**What you are asked to do**
Resume the semi-automated data processing write-up below, carrying it on from its last sentence.

Semi-Automated Data Processing

Overview

Semi-Automated Data Processing

Preparing data for model learning is one of the most important steps in any project—and traditionally, one of the most time consuming. Data Analysis plays a very important role in the entire Data Science Workflow. In fact, this takes most of the time of the Data science Workflow. There’s a nice quote (not sure who said it)According to Wikipedia, In statistics, exploratory data analysis (EDA) is an approach to analyzing data sets to summarize their main characteristics, often with visual methods. A statistical model can be used or not, but primarily EDA is for seeing what the data can tell us beyond the formal modeling or hypothesis testing task. Exploratory data analysis was promoted by John Tukey to encourage statisticians to explore the data, and possibly formulate hypotheses that could lead to new data collection and experiments.**“In Data Science, 80% of time spent prepare data, 20% of time spent complain about need for prepare data.”*

This projects handles the task with minimal user interaction by analyzing your data and identifying fixes, screening out fields that are problematic or not likely to be useful, deriving new attributes when appropriate, and improving performance through intelligent screening techniques. You can use the project in semi-interactive fashion, previewing the changes before they are made and accept or reject them as you want.

This project cover the 3 steps in any project workflow, comes before the model training:
1) Exploratory data analysis
2) Feature engineering
3) Feature selection


All these steps has to be carried out by the user by calling the several functions as follows:

1) identify_feature(data)=
This function identifies the categorical, continuous numerical and discrete numerical features in the datset. It also identifies datetime feature and extracts the relevant info from it.

Input:
data=Dataset

Output:
df=Dataset
data_cont_num_feature= List of features names associated containing continuous numerical values
data_dis_num_feature=List of features names associated containing discrete numerical values
data_cat_feature=List of features names associated containing categorical values
dt_feature=List of features names associated containing datetime values

2) plot_nan_feature(data, continuous_features, discrete_features, categorical_features,dependent_var)=
It identifies the missing values in the dataset and visualize them their impact on dependent feature.

**Provided data**
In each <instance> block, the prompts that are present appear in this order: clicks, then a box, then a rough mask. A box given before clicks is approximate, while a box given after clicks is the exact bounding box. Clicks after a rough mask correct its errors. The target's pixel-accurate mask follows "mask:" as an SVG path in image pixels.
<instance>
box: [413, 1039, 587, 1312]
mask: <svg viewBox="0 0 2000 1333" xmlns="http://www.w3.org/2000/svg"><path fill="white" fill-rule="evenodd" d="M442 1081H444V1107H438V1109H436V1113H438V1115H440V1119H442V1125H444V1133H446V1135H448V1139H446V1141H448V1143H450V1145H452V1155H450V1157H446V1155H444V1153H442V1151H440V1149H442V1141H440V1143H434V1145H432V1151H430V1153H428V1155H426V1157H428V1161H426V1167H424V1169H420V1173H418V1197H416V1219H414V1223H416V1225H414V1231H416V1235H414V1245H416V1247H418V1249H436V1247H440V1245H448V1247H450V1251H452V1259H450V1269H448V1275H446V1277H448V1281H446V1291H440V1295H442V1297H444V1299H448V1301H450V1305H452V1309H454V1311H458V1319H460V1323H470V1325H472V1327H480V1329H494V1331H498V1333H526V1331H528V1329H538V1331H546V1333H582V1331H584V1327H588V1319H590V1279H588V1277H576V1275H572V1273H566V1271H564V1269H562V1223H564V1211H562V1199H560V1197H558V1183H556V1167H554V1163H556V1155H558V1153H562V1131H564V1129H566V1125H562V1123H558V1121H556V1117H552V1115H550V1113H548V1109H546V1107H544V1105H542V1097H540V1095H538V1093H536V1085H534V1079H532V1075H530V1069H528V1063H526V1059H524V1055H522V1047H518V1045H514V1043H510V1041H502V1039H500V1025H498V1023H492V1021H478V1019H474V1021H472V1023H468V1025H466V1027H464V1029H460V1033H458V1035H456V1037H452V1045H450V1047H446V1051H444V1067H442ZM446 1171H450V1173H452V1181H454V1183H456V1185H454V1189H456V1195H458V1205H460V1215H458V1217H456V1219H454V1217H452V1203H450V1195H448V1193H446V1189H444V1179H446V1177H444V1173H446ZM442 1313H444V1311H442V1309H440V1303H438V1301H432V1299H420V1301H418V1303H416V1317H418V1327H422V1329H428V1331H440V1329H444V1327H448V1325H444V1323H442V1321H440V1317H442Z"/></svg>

**Written response**
Input:
data=Dataset
continuous_features= List of features names associated containing continuous numerical values
discrete_features=List of features names associated containing discrete numerical values
categorical_features=List of features names associated containing categorical values
dependent_var= Dependent feature name in string format

Output:
df= Dataset
nan_features= List of feature names containing NaN values

3) visualize_imputation_impact(data,continuous_features, discrete_features, categorical_features,nan_features,dependent_var):
The function visualizes the impact of different NaN value impution on the distribution of values the feature.

Input:
data=Dataset
continuous_features= List of features names associated containing continuous numerical values
discrete_features=List of features names associated containing discrete numerical values
categorical_features=List of features names associated containing categorical values
nan_features= List of feature names containing NaN values
dependent_var= Dependent feature name in string format

Output:
None

4) nan_imputation(data,mean_feature,median_feature,mode_feature,random_feature,new_category):
The function imputes the NaN values in the feature as per the user input.

Input:
data=Dataset
mean_feature= List of feature names in which we have to carry out mean_imputation
median_feature=List of feature names in which we have to carry out median_imputation
mode_feature=List of feature names in which we have to carry out mode_imputation
random_feature=List of feature names in which we have to carry out random_imputation
new_category=List of feature names in which we we create a new category for the NaN values

Output:
None

5) cross_visualization(data,continuous_features,discrete_features, categorical_features,dt_features):
The function visualise the relationship between the different independent features.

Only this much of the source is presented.